• Task to carry out:
Select and copy each line of the entries below that contains the word "hand", with case counting.

• Source material:
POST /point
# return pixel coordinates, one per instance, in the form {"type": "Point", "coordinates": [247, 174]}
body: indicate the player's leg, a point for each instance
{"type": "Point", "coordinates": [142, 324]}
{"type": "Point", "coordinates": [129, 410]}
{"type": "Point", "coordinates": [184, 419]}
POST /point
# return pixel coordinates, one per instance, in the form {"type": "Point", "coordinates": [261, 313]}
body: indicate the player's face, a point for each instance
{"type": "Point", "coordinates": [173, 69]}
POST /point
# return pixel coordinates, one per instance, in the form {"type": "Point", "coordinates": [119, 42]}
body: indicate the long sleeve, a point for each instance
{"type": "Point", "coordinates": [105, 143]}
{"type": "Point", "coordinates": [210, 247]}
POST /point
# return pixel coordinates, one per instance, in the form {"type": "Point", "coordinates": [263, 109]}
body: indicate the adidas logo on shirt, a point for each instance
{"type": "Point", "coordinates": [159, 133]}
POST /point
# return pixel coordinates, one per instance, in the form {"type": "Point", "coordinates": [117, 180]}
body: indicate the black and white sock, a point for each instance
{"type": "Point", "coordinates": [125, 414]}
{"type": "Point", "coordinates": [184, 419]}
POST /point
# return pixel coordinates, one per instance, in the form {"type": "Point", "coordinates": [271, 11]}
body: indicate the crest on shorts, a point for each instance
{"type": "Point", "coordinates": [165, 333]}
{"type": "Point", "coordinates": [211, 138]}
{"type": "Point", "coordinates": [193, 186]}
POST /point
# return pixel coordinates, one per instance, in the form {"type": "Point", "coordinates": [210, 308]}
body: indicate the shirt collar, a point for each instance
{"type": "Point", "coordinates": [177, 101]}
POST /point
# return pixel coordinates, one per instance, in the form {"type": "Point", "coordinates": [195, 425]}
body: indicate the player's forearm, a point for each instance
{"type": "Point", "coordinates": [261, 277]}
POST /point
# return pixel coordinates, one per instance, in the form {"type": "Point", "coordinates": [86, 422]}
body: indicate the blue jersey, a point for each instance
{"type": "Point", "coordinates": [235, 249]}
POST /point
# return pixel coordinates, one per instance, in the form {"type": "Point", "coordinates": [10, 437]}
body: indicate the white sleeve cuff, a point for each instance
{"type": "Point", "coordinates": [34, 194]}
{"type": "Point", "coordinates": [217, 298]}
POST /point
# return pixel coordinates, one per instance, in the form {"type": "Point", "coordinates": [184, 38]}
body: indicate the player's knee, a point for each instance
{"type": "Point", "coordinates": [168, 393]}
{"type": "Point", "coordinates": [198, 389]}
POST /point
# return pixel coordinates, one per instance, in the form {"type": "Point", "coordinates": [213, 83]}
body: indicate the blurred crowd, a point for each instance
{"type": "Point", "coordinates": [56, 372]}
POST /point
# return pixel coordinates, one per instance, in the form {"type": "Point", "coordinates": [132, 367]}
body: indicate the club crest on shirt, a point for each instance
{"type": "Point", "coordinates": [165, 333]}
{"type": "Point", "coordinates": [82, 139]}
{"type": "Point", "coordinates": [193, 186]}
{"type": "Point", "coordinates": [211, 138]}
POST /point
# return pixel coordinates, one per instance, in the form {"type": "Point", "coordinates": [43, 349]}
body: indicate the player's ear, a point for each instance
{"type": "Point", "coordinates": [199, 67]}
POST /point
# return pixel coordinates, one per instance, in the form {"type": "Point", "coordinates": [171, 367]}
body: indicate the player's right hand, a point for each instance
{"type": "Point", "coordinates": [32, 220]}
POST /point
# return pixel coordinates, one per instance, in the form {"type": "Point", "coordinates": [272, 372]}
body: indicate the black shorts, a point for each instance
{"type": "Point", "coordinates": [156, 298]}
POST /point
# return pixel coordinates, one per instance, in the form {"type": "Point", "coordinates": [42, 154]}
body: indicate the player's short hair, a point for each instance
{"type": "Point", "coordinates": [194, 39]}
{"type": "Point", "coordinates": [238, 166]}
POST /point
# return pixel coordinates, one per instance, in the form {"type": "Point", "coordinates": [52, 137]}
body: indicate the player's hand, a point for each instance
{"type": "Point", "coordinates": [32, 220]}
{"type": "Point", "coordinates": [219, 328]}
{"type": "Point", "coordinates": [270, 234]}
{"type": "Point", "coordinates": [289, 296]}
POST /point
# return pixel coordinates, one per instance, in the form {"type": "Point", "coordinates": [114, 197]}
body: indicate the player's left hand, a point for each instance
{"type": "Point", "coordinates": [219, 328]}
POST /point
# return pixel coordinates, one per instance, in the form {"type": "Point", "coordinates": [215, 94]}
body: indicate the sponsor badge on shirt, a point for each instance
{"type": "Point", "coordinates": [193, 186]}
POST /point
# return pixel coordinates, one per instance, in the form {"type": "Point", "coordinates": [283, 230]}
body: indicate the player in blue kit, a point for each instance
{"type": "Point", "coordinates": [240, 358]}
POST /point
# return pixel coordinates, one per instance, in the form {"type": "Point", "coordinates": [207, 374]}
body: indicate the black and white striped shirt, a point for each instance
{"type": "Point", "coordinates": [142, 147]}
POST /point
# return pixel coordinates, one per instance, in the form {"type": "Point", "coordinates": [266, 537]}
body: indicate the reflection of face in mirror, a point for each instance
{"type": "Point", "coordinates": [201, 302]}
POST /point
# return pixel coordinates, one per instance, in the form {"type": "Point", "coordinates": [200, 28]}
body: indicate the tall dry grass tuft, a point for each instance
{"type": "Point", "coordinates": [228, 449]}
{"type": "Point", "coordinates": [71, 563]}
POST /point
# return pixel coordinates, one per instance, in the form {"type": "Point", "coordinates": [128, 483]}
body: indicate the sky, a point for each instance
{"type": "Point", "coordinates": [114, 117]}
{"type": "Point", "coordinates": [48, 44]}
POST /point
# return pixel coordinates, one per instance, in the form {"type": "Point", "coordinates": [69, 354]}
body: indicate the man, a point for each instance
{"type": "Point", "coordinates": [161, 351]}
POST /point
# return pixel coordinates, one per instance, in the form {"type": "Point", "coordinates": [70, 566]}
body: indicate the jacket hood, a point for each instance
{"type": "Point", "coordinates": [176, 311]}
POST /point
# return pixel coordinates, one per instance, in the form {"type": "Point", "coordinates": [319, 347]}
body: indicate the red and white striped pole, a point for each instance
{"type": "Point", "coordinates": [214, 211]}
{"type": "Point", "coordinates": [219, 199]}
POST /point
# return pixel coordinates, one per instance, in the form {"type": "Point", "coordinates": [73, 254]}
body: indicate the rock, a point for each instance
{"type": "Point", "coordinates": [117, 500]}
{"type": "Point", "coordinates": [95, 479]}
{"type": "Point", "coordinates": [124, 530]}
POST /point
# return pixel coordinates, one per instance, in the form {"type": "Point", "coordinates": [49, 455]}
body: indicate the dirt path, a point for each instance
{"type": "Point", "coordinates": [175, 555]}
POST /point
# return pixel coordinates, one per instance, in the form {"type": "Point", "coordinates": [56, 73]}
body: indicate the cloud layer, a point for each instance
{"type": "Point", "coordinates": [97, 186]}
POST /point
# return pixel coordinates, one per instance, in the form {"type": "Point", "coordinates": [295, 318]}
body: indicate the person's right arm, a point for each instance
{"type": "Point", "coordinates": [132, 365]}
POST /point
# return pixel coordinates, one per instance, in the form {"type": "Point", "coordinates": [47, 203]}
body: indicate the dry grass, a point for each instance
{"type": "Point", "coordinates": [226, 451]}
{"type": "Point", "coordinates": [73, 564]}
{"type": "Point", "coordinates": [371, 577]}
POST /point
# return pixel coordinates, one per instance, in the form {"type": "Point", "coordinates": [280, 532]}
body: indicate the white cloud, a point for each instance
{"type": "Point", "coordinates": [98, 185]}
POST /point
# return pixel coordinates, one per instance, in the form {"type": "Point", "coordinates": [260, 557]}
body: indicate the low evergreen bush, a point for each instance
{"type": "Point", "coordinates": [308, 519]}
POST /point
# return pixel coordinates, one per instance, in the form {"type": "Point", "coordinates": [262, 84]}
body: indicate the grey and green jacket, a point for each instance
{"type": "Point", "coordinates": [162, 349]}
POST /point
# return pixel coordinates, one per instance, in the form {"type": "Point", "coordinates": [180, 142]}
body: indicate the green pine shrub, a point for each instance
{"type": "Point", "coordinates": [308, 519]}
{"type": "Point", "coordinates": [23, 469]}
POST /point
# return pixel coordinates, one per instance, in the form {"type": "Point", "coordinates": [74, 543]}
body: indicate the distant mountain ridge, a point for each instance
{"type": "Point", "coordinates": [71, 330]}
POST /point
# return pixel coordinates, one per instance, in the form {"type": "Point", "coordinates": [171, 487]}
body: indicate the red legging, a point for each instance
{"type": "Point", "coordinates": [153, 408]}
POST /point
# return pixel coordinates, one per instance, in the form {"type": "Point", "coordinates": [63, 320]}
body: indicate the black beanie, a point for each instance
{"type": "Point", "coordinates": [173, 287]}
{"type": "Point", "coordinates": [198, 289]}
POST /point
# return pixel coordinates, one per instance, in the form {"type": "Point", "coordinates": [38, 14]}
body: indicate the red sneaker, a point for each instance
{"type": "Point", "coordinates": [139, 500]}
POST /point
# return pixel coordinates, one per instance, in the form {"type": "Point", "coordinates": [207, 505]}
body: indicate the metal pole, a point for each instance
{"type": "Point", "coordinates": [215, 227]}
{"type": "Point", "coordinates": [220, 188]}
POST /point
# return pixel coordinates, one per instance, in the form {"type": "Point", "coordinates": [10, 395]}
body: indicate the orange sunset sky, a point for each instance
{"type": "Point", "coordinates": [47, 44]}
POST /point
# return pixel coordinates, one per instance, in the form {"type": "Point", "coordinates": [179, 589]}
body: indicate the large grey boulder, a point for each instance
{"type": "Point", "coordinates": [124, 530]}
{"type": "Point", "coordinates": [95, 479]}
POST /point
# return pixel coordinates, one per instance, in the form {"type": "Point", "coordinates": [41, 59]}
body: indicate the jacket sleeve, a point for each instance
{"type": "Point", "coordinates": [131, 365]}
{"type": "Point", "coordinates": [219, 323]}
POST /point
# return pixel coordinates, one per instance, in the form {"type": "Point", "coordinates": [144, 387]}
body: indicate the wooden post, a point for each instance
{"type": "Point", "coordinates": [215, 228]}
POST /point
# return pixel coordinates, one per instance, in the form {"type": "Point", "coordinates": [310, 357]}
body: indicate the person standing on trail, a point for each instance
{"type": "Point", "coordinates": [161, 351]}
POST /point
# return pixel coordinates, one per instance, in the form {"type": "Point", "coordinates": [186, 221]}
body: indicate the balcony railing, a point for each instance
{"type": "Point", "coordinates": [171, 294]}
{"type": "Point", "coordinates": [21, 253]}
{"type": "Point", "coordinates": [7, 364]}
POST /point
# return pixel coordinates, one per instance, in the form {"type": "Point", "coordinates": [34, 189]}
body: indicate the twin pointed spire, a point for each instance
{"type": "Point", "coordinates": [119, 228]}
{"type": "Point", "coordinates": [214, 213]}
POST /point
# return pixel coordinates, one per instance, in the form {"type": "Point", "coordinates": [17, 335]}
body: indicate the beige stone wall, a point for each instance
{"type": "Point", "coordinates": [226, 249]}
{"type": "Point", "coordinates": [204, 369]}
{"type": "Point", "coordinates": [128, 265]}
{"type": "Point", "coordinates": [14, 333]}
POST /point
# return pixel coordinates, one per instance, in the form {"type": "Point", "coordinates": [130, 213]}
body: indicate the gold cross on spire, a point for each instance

• Answer below:
body: indicate the player's right hand, a point for each instance
body: indicate the player's hand, a point for each instance
body: indicate the player's left hand, a point for each instance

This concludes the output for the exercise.